Written problem:
Reproduce the lines of the records starting at the one containing "Q: Detect the woman" and ending at the end of the records, both included.

Task data:
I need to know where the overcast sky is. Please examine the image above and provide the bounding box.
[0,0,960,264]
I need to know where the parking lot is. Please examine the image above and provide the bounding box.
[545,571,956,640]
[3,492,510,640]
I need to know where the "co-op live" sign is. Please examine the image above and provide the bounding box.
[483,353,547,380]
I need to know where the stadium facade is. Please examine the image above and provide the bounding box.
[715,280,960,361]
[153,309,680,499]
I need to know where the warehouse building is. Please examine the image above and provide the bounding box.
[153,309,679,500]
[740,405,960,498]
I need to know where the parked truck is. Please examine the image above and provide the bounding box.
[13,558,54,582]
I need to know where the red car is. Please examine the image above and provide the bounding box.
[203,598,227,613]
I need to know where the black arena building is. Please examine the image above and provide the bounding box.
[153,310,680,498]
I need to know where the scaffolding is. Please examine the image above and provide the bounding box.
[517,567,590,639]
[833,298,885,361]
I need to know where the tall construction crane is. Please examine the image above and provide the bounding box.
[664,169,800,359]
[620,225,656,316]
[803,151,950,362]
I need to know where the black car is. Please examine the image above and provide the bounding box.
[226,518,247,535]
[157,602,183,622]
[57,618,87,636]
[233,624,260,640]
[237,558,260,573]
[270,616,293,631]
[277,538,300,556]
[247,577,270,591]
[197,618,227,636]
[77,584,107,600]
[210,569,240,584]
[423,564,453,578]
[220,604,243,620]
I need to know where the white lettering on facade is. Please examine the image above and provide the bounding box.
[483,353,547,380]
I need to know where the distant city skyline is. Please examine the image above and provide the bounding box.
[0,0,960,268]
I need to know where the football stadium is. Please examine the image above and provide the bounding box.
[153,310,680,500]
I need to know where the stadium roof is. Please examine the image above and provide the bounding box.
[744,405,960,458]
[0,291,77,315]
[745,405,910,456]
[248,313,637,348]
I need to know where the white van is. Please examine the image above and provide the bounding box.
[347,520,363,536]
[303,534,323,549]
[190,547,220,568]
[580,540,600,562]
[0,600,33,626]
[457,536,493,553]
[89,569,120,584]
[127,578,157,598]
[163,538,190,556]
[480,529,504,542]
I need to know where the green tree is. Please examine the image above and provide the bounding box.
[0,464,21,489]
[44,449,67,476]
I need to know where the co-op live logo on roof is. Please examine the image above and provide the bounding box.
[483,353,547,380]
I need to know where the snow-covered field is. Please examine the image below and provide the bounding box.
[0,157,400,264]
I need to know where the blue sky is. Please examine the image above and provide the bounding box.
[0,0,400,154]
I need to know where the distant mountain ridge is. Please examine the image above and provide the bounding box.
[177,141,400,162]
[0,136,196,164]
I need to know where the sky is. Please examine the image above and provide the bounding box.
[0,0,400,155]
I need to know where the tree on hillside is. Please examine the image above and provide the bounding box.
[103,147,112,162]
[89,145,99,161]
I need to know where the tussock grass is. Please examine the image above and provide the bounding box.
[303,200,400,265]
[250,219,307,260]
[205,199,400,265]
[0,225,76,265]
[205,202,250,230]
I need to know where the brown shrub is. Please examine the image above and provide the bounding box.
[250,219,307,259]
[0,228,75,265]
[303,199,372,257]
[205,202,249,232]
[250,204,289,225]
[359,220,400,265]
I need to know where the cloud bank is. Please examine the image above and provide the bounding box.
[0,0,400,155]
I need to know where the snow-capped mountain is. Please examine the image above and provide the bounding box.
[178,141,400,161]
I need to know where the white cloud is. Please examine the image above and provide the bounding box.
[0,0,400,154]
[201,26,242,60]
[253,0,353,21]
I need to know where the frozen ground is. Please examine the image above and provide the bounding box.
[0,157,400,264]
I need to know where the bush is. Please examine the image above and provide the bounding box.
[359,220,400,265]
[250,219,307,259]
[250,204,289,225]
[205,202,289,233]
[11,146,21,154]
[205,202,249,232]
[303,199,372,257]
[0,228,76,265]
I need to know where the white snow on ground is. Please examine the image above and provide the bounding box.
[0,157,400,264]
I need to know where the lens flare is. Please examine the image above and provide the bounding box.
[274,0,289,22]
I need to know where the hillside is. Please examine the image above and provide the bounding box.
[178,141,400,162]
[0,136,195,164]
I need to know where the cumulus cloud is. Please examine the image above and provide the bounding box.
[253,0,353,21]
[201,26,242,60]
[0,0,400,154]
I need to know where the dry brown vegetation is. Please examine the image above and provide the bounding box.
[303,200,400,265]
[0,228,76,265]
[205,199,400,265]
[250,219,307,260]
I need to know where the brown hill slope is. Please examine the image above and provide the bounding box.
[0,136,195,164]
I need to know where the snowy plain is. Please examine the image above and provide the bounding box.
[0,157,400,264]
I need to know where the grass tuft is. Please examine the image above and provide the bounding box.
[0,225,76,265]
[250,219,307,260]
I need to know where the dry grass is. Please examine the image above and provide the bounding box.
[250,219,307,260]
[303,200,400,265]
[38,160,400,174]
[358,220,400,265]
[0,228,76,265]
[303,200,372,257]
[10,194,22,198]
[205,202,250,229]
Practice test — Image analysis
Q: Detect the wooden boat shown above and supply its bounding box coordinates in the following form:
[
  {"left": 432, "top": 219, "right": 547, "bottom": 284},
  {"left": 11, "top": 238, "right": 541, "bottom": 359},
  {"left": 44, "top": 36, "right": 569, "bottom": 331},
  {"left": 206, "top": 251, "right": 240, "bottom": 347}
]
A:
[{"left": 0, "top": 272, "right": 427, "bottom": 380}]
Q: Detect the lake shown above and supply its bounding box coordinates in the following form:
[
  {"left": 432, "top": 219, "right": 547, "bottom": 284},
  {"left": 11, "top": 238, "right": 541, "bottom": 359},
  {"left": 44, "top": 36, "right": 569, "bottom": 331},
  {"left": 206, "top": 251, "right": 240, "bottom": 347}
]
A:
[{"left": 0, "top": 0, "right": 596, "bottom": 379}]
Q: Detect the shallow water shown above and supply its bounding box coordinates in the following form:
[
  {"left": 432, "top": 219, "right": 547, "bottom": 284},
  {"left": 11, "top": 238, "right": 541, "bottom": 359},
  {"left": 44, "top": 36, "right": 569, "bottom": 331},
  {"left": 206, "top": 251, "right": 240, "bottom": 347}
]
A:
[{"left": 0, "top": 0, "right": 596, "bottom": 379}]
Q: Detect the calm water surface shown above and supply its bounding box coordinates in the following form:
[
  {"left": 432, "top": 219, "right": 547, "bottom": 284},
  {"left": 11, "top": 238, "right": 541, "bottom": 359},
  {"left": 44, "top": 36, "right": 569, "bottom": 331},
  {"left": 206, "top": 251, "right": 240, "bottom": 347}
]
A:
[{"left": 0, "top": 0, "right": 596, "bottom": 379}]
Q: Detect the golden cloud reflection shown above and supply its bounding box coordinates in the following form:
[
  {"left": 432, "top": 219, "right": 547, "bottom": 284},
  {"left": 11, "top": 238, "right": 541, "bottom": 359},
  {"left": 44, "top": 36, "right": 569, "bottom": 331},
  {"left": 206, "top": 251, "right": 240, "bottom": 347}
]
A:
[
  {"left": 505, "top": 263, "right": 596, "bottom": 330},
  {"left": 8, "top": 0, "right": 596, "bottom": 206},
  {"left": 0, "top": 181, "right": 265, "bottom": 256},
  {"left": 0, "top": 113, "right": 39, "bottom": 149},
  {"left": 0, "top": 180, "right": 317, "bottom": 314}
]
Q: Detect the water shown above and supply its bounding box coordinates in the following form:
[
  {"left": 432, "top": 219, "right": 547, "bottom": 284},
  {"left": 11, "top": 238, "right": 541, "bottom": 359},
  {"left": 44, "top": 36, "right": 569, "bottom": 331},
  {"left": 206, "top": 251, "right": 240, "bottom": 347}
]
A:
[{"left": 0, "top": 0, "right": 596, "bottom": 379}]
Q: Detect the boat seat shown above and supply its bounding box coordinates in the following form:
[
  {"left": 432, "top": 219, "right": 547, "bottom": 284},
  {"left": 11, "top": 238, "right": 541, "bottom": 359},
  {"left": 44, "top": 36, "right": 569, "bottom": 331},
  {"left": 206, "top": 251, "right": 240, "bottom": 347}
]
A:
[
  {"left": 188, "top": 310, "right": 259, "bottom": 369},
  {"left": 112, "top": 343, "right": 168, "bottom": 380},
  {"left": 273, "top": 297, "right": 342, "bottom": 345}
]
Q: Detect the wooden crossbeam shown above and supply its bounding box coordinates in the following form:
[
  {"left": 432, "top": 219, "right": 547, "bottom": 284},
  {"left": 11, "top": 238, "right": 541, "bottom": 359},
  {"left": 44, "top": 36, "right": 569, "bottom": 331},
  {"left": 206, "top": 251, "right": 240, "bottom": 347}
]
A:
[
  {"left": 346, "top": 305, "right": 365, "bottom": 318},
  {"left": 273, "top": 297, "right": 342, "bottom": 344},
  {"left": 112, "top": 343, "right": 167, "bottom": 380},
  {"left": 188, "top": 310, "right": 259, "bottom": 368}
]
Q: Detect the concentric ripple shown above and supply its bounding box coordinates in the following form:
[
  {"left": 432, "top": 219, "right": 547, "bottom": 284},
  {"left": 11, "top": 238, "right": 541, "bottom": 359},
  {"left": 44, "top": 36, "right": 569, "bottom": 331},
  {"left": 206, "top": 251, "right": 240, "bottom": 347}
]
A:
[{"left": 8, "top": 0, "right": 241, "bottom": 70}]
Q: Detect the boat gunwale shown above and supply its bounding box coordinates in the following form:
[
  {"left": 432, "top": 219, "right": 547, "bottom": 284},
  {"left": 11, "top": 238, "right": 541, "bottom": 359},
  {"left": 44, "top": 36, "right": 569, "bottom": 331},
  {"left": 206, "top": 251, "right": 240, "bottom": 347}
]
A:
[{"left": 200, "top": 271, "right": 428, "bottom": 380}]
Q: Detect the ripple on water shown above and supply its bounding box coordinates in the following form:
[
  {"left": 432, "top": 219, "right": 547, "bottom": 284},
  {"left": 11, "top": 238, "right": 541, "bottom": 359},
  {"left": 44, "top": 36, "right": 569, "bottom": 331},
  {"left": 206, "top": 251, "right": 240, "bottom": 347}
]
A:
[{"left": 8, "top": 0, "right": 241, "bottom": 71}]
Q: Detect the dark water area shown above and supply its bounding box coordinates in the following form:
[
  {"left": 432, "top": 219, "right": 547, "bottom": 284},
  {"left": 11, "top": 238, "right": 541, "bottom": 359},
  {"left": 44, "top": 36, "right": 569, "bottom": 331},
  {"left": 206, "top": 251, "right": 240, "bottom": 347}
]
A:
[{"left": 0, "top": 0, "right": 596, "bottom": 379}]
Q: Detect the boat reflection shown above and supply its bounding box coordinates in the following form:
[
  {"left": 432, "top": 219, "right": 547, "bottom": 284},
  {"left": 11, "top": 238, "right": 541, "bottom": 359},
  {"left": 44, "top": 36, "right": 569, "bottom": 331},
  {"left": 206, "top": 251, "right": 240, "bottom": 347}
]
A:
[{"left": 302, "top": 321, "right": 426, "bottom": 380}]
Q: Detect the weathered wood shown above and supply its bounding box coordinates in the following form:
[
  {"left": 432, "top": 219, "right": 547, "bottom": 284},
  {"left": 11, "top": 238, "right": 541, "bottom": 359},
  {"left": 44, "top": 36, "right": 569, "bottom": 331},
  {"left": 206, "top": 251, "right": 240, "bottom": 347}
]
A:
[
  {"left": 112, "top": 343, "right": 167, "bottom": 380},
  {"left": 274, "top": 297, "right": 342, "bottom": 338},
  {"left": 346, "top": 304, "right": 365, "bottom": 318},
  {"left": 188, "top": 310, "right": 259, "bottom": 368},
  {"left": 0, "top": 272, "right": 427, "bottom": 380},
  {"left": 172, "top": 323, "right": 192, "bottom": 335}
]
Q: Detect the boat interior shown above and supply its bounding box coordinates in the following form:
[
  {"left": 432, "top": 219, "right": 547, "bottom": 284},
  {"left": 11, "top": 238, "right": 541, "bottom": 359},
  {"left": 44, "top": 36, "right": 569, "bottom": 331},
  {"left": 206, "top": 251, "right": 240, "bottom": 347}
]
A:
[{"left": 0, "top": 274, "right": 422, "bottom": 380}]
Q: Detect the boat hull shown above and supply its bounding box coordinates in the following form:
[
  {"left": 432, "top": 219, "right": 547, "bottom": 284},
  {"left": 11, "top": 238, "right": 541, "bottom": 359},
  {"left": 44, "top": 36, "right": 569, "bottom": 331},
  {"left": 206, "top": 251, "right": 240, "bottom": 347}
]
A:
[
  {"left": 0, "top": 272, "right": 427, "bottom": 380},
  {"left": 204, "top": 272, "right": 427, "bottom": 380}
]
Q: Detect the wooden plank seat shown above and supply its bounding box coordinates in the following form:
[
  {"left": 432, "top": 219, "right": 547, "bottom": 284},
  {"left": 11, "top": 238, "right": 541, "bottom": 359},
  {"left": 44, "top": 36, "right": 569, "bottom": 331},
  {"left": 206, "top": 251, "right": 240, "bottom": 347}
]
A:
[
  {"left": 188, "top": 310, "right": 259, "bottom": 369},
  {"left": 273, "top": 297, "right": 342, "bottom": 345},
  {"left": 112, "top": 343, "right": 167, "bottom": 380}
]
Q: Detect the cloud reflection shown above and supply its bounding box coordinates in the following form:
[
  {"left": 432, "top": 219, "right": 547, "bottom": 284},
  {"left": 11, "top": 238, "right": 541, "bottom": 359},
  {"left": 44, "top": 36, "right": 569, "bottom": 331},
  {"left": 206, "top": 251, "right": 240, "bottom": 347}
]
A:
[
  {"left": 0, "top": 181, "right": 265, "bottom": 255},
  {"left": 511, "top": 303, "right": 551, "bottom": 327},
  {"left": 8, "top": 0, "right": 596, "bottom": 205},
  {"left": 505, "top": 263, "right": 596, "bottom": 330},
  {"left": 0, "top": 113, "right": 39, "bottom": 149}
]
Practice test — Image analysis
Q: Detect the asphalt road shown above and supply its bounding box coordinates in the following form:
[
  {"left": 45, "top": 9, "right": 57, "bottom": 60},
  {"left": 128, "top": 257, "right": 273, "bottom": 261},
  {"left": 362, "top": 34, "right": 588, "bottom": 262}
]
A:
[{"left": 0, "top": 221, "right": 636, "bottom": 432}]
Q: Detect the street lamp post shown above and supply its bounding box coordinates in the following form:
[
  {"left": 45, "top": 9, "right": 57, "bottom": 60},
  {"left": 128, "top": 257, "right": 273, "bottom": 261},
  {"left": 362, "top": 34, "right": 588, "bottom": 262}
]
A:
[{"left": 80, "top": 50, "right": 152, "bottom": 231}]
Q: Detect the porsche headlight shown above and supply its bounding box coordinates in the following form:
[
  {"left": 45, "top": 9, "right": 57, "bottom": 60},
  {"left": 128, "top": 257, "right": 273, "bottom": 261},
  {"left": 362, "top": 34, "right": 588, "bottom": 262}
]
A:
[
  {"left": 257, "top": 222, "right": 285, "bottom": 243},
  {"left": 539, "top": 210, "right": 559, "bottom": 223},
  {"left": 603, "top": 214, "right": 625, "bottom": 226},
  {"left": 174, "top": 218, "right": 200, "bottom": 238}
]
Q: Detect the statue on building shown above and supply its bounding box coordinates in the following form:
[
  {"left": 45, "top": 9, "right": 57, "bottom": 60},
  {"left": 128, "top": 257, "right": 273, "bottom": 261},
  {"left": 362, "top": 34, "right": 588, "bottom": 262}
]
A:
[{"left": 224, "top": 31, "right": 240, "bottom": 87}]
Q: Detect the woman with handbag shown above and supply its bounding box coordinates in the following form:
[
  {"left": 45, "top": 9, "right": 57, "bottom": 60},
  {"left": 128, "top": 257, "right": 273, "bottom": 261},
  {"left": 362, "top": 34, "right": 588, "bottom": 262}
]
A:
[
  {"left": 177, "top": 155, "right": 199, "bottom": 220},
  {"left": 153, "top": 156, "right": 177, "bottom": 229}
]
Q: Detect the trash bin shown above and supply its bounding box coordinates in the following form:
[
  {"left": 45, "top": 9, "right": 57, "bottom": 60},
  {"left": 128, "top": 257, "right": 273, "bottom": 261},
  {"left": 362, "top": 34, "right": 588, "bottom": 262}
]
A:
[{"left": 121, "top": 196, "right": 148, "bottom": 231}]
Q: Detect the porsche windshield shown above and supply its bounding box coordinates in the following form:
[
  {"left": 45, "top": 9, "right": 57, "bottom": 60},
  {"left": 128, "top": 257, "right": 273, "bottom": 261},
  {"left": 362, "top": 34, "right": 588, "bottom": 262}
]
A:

Reply to the exercise:
Q: Detect the woman with handbag shown above and supply its bounding box coordinates in the following form:
[
  {"left": 45, "top": 9, "right": 57, "bottom": 60},
  {"left": 128, "top": 257, "right": 273, "bottom": 261},
  {"left": 362, "top": 34, "right": 588, "bottom": 262}
]
A:
[
  {"left": 177, "top": 155, "right": 199, "bottom": 220},
  {"left": 153, "top": 156, "right": 177, "bottom": 229}
]
Q: Detect the trash bin shown above and supply its bounding box coordinates in the following form:
[
  {"left": 45, "top": 9, "right": 57, "bottom": 60},
  {"left": 128, "top": 257, "right": 273, "bottom": 261},
  {"left": 362, "top": 34, "right": 588, "bottom": 262}
]
A:
[{"left": 121, "top": 196, "right": 148, "bottom": 231}]
Q: Detect the porsche windshield shown above and supply its bounding box coordinates in the following form:
[
  {"left": 45, "top": 9, "right": 57, "bottom": 60},
  {"left": 128, "top": 257, "right": 273, "bottom": 261},
  {"left": 362, "top": 34, "right": 588, "bottom": 262}
]
A:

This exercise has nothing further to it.